CAES, Idaho State team up on innovative safety culture training pilot program
Matthew Evans, Center for Advanced Energy Studies
October 2, 2020
IDAHO FALLS– Thirty students, faculty, and staff from Idaho State University participated in a pilot program tailored to enhance the university’s approach to building and maintaining safety culture.
In August, Idaho State collaborated with Idaho National Laboratory (INL) and the Center for Advanced Energy Studies (CAES) to offer six four-hour sessions of the Laboratory Operations Supervisor Academy, an innovative training program developed by Battelle Memorial Institute, the world's largest private, non-profit research and development organization and the operating contractor for the Department of Energy’s INL.
The Laboratory Operations Supervisor Academy (LOSA) utilizes realistic simulations in which participants assume various roles, to practice using Safe Conduct of Research Principles in tough situations. These collective individual experiences help to build and maintain a strong safety culture at INL and other Battelle-operated national laboratories. LOSA uses a fast-paced approach that integrates case-study discussions, individualized feedback, and networking across laboratories. Idaho State's associate professor Mustafa Mashal was the lead instructor and principal investigator for the LOSA project and research engineer Jared Cantrell, was the co-instructor. Both are in the ISU Department of Civil and Environmental Engineering.
“What LOSA offers is not a set standard for safety procedure or safety operation – it encourages a safety culture which causes all involved to be a part of the responsibility for operating and working safely within and environment,” said Cantrell, who was instrumental in bringing the training to Pocatello. “This works great in a lab setting such as the Structural Laboratory at ISU where large-scale experimental testing is constantly differing and changing so a set operating procedure is in an ever evolving and adapting state in order to accommodate the differing demands.”

## Exercise aim
Could you pick up the article on the CAES and Idaho State safety culture training pilot after its final paragraph and carry it on?

## Extracted material
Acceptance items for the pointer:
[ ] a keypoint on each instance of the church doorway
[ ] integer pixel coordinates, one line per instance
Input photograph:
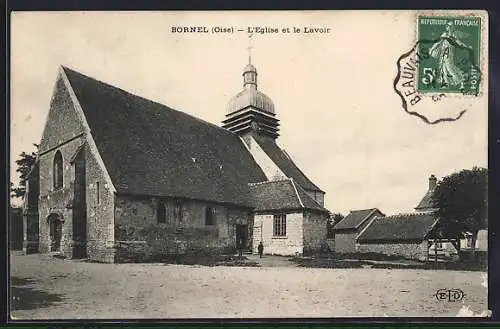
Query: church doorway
(242, 237)
(55, 231)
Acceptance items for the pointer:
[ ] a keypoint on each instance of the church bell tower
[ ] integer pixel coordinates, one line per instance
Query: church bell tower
(251, 111)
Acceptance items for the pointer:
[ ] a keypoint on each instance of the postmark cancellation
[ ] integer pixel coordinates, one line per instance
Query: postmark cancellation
(440, 77)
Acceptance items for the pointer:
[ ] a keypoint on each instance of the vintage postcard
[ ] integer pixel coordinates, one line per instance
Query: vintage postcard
(242, 165)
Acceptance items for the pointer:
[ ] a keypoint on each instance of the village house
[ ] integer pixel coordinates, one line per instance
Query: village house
(347, 230)
(119, 177)
(408, 235)
(405, 235)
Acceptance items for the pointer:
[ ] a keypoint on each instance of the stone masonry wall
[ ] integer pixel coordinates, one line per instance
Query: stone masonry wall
(139, 237)
(291, 244)
(416, 251)
(100, 230)
(315, 232)
(100, 213)
(57, 201)
(345, 242)
(64, 131)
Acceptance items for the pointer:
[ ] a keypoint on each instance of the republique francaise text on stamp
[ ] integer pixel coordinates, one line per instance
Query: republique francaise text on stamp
(442, 69)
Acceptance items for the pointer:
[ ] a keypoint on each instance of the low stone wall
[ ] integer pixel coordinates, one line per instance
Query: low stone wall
(417, 251)
(345, 242)
(155, 243)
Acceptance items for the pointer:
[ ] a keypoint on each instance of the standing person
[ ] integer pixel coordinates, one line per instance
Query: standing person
(240, 248)
(261, 249)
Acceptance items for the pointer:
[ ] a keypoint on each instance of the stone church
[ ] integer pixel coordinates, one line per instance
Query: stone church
(119, 177)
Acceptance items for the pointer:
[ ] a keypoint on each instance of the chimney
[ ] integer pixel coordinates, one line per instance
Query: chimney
(432, 182)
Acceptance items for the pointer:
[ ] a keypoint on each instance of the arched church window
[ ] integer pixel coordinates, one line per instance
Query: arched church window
(58, 171)
(161, 215)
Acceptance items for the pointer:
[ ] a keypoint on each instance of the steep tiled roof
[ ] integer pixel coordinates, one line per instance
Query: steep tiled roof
(281, 195)
(151, 149)
(427, 202)
(402, 227)
(285, 163)
(355, 218)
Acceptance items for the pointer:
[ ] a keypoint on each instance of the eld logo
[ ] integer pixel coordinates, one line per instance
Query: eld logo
(449, 295)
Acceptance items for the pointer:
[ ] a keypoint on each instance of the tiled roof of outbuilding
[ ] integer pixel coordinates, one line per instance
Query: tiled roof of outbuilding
(355, 218)
(402, 227)
(151, 149)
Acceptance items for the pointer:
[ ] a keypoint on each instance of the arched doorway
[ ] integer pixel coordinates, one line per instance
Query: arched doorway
(55, 231)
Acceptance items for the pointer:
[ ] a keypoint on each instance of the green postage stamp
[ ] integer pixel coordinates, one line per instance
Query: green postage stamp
(449, 49)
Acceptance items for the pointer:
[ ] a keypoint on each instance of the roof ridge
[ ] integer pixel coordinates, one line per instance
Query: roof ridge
(371, 209)
(297, 192)
(108, 85)
(270, 181)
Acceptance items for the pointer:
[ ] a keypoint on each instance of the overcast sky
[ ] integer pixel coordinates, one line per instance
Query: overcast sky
(341, 120)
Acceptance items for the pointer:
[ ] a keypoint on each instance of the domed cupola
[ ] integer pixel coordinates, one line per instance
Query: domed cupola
(251, 110)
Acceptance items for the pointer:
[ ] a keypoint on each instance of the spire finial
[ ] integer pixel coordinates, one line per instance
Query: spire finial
(250, 48)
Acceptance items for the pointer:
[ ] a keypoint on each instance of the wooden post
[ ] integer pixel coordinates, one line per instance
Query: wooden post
(435, 253)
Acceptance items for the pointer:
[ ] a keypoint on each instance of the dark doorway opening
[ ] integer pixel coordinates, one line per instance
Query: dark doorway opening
(55, 229)
(242, 237)
(80, 206)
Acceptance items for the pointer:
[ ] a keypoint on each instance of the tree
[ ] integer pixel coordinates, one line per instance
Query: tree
(461, 200)
(24, 165)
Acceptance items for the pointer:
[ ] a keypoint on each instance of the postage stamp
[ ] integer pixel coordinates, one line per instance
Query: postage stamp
(450, 49)
(442, 76)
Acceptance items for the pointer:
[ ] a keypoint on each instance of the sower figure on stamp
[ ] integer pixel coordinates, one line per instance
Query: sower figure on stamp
(443, 50)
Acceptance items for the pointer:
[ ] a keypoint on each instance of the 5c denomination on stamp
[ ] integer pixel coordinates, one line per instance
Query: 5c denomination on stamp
(439, 79)
(452, 53)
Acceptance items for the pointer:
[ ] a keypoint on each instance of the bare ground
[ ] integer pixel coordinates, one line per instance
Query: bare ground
(44, 287)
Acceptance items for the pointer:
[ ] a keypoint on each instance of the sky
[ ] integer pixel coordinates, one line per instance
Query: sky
(341, 120)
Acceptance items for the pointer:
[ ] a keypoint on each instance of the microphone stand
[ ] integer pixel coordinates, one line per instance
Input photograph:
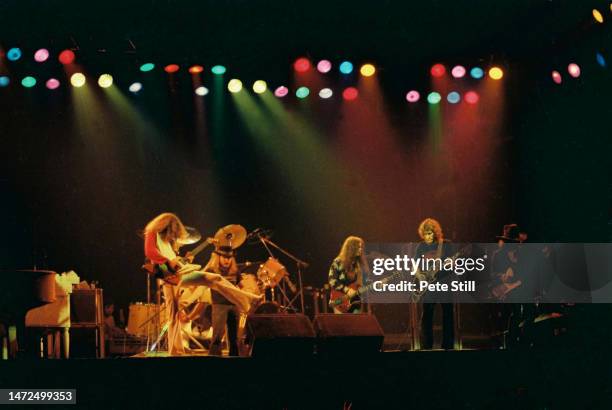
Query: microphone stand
(299, 264)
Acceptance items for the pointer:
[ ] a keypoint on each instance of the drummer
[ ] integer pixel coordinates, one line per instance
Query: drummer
(223, 262)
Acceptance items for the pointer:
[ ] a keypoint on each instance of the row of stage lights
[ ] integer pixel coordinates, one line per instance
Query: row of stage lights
(259, 87)
(301, 65)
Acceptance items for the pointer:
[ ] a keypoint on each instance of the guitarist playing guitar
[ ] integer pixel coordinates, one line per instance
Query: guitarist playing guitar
(346, 276)
(162, 240)
(433, 245)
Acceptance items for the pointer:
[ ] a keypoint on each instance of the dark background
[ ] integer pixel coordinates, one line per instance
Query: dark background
(80, 178)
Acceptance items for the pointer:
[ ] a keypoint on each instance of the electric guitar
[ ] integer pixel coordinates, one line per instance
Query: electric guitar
(341, 302)
(172, 276)
(505, 285)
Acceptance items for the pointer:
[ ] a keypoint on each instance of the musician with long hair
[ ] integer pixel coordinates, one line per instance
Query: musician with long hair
(433, 245)
(224, 312)
(346, 272)
(162, 237)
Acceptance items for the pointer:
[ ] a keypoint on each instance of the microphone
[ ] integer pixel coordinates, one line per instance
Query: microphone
(290, 284)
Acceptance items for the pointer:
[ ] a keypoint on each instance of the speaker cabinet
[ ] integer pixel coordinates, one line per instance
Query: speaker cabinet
(280, 335)
(348, 334)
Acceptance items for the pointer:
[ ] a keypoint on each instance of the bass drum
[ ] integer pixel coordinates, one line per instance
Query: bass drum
(140, 313)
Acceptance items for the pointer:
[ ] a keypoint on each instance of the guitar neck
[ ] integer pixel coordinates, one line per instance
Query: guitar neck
(201, 247)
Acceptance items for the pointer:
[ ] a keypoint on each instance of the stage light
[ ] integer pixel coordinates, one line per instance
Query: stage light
(40, 56)
(413, 96)
(302, 92)
(218, 70)
(458, 71)
(301, 65)
(14, 54)
(196, 69)
(281, 91)
(326, 93)
(367, 70)
(146, 67)
(324, 66)
(77, 80)
(597, 16)
(496, 73)
(574, 70)
(201, 91)
(453, 97)
(135, 87)
(260, 86)
(66, 57)
(471, 97)
(52, 83)
(477, 73)
(234, 86)
(171, 68)
(28, 82)
(434, 98)
(350, 93)
(105, 80)
(346, 67)
(437, 70)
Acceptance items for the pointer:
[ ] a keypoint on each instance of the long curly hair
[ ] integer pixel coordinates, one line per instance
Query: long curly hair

## Response to the task
The process of piloting LOSA at ISU was facilitated by CAES, a research, education, and innovation consortium consisting of INL and ISU, plus Boise State University, University of Idaho, and University of Wyoming. CAES was formed to foster collaboration among its entities, to leverage the resources and capabilities across the organization in order to solve challenges, inspire leadership, ignite innovation, and catalyze impact. ISU’s LOSA pilot is an example of taking a best practice from one entity and widening its impact.
The effort to bring the training to ISU’s campus – the first time LOSA has been offered to students at a university – dates to fall 2019, when CAES opened the door for Mashal, a CAES Fellow, to travel to Battelle headquarters in Ohio to participate in the training. Mashal has collaborated with INL researchers on several projects, including a Disaster Response Complex under construction in Pocatello that will be used to train emergency responders from across the region.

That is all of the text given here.